(Instructions to follow): Please write out every line of the material, leaving out any picture.

(Data shown):

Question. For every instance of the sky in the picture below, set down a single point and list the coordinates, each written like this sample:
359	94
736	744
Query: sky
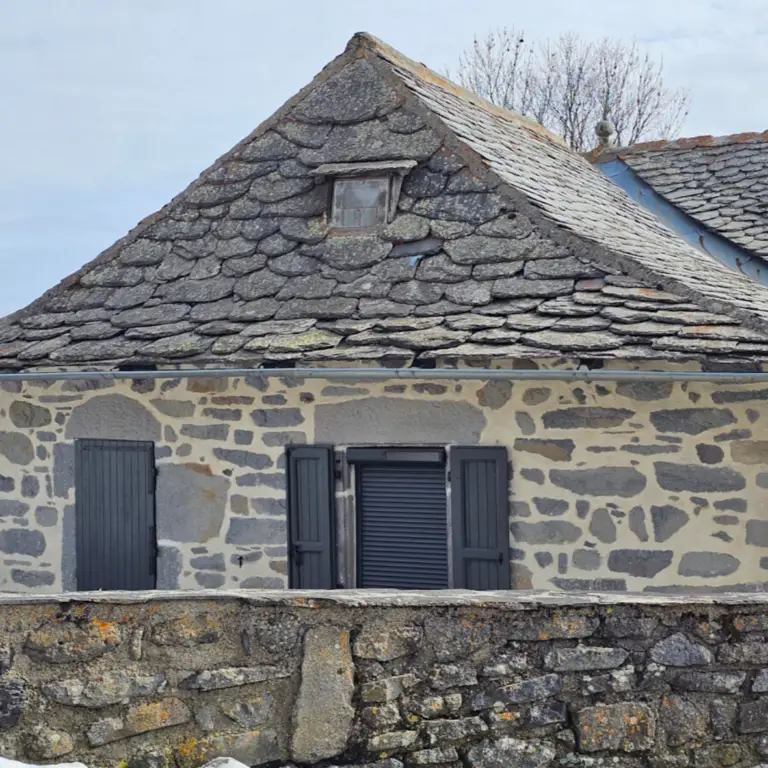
109	109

(Solution to this task):
Question. For every instance of the sky in the picture below, set down a single point and list the coordinates, each written like this sample:
359	94
736	744
Query: sky
109	109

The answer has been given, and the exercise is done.